**WORK ITEM:** Whenever the string "rocky" turns up in a line below, that line should be copied.

Excerpts from a dataset
::::::::
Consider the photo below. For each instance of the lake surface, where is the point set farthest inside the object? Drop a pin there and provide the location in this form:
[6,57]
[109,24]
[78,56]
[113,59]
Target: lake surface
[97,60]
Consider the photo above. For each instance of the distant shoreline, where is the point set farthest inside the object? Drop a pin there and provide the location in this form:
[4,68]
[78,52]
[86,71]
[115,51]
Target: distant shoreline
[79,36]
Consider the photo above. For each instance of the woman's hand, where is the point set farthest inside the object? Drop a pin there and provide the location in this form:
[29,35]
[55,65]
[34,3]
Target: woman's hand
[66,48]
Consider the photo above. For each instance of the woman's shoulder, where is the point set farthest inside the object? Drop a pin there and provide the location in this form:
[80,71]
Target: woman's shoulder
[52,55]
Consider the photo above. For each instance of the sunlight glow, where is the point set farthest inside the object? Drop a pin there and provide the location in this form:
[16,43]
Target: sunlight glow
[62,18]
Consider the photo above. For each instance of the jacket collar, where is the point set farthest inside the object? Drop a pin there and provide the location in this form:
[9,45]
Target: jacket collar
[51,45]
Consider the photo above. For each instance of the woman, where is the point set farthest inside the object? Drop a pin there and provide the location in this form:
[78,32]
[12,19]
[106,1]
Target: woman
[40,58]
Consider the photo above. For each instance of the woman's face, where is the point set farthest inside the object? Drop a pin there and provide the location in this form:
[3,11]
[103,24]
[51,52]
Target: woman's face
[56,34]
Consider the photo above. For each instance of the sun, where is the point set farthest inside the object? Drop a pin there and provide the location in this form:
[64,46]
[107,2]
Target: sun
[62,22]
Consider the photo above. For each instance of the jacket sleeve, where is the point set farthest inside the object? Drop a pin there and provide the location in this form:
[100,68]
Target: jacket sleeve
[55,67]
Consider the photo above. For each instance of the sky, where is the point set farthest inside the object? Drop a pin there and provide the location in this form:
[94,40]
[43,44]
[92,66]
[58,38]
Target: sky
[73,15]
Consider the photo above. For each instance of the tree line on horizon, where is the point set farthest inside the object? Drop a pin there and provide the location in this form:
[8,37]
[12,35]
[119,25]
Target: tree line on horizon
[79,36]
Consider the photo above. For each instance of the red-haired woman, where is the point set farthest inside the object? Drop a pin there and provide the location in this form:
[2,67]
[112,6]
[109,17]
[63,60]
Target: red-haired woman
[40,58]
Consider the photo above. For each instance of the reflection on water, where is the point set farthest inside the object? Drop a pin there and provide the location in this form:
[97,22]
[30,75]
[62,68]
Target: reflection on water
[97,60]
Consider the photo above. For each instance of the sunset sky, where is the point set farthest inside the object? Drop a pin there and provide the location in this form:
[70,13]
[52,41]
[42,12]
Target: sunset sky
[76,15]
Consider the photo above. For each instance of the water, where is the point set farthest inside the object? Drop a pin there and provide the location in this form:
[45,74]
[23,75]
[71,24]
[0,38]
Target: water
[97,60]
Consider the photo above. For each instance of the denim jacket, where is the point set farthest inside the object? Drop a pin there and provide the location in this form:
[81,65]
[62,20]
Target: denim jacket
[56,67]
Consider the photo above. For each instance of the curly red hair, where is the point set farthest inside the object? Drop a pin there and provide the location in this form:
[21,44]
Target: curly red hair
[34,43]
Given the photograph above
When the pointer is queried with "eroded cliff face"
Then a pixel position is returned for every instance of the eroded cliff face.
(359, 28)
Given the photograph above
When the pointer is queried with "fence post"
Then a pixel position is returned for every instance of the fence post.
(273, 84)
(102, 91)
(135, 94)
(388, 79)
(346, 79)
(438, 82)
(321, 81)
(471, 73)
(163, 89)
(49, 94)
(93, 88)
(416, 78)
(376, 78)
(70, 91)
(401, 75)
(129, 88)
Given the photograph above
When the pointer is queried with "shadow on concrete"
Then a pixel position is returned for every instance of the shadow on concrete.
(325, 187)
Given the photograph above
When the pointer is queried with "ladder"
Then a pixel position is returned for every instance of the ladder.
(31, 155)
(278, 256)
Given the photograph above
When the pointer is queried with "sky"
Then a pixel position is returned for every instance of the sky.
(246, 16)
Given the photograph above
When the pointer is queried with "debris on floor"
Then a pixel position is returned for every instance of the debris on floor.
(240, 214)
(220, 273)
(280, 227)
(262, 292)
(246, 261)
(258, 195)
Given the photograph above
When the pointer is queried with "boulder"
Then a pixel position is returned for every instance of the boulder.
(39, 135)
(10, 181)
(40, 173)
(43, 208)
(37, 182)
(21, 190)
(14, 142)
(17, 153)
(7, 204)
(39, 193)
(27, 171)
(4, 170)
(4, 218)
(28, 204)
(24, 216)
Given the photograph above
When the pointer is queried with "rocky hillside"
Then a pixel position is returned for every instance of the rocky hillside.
::::::::
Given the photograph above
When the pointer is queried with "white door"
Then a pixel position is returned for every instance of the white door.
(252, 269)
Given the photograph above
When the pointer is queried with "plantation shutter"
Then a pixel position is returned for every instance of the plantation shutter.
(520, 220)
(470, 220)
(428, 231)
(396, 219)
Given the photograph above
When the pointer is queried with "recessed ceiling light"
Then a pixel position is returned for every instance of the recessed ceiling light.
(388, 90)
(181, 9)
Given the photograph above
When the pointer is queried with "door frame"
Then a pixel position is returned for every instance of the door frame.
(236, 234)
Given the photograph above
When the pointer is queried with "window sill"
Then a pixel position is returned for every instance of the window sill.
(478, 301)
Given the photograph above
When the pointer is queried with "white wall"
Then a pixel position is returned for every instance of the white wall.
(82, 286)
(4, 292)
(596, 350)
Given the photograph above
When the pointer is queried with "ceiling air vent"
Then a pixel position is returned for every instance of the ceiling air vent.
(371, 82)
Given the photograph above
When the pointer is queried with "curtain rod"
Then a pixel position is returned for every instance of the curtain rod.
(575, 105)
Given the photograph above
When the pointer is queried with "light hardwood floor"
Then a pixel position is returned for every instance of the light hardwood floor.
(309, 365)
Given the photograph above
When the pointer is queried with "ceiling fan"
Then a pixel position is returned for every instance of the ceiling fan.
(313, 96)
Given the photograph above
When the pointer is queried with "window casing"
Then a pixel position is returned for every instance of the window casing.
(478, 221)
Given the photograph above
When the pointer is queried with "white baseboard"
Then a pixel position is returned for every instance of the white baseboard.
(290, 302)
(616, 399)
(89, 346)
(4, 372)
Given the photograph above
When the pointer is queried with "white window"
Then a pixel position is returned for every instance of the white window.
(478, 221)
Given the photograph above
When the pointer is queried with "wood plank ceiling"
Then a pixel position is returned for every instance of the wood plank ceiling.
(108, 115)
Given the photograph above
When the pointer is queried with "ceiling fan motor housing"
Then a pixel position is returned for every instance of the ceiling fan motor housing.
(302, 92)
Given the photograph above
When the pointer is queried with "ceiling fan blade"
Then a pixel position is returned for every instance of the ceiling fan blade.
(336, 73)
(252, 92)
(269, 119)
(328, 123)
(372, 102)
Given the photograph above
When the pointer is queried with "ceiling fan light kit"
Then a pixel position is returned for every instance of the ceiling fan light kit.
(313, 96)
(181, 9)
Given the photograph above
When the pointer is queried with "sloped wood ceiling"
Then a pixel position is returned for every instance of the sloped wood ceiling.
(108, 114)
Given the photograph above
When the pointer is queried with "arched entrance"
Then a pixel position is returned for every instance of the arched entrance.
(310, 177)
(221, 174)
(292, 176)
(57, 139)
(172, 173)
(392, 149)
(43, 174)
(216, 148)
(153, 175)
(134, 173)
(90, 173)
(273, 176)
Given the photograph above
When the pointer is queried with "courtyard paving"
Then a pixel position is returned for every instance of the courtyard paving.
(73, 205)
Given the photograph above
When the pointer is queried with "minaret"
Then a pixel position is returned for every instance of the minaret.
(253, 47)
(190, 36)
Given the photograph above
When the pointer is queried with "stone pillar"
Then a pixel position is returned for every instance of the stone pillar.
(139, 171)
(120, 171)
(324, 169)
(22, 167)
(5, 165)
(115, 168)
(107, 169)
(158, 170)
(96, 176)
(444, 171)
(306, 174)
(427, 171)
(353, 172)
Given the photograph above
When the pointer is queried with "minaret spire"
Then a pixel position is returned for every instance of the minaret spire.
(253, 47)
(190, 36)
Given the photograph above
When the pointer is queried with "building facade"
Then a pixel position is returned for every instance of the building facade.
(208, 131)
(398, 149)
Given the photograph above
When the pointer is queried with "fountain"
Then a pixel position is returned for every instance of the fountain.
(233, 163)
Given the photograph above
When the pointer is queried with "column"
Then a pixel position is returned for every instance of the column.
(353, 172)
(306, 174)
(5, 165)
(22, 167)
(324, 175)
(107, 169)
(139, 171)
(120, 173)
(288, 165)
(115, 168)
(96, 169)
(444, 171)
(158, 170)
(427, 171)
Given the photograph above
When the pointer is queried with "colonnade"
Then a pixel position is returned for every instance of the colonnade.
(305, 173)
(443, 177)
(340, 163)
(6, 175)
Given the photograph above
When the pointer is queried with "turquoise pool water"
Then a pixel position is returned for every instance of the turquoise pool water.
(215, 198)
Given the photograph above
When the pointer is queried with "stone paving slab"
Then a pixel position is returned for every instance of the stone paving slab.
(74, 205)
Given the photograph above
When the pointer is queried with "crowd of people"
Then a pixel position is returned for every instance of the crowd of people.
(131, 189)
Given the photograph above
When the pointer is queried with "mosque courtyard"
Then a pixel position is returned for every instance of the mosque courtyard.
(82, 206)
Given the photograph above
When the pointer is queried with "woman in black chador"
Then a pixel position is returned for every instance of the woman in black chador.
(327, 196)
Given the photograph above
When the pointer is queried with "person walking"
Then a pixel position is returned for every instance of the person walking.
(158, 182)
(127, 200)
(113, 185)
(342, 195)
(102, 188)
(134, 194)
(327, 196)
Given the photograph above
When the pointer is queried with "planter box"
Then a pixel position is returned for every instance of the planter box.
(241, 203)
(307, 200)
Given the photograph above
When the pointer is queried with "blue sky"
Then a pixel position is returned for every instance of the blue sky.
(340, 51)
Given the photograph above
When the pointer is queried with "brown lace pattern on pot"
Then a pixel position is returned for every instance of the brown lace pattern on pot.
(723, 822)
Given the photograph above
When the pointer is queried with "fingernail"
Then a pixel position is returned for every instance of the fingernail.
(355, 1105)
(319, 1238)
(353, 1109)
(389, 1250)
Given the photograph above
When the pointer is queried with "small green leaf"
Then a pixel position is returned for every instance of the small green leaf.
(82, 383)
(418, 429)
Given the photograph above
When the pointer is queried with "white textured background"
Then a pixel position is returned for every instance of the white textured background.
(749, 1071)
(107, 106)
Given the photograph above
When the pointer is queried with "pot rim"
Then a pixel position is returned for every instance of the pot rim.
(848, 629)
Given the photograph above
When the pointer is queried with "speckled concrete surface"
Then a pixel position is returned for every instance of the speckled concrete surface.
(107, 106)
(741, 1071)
::::::::
**EXERCISE RESPONSE:**
When the pointer is queried with "rocky hillside"
Then a pixel position is returned for every instance of the rocky hillside.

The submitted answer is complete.